== Goal ==
Identify each line in the records below that contains the word "window", and copy every such line. Matching is case-sensitive.

== Records to process ==
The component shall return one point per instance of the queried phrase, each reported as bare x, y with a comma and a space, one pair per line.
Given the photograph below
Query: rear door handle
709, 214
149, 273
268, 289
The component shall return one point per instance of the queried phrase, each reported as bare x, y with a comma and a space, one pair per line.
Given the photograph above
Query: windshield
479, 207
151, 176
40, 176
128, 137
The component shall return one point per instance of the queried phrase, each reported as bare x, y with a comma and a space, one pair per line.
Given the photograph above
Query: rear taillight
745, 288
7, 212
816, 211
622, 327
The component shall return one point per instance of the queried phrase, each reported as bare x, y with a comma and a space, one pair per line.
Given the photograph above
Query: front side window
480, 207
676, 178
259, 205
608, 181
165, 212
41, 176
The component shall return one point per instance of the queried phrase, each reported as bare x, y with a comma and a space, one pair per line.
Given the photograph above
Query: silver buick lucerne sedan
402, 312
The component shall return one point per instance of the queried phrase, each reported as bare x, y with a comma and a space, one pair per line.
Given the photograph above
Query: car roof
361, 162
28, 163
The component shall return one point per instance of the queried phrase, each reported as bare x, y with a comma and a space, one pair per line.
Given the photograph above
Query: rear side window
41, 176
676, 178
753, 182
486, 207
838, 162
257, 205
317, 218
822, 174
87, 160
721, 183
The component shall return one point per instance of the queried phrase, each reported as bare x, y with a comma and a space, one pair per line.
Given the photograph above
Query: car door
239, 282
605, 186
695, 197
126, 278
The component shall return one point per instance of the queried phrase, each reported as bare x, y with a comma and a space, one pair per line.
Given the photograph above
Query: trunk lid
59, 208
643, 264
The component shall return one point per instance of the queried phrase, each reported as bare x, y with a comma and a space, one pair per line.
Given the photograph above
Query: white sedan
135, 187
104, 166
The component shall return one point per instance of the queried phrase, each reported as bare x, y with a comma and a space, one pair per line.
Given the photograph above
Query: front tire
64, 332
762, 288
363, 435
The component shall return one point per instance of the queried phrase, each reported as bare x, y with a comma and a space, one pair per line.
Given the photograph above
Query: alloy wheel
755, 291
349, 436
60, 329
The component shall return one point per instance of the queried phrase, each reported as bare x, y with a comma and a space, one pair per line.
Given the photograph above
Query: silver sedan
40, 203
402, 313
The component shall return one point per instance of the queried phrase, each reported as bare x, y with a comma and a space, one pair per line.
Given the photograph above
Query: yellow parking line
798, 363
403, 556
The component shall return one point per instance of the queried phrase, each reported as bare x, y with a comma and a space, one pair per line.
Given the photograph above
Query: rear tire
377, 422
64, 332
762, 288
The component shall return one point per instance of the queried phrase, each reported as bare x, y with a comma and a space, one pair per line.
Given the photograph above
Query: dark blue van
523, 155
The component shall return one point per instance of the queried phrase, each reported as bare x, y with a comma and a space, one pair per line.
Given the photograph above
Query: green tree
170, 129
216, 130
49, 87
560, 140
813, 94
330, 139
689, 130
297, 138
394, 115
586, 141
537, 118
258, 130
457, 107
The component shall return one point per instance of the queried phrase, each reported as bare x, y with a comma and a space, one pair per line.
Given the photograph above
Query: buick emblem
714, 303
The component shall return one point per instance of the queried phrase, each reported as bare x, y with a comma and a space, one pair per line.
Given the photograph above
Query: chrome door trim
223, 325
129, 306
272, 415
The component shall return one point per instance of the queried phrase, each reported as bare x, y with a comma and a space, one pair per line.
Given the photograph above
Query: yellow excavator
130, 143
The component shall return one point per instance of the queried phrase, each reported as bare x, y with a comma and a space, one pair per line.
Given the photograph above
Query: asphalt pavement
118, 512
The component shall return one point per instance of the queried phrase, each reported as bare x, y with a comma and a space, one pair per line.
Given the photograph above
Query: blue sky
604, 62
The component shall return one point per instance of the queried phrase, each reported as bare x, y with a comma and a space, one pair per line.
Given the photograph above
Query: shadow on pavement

== Solution ==
Query: front side window
Query: rear side window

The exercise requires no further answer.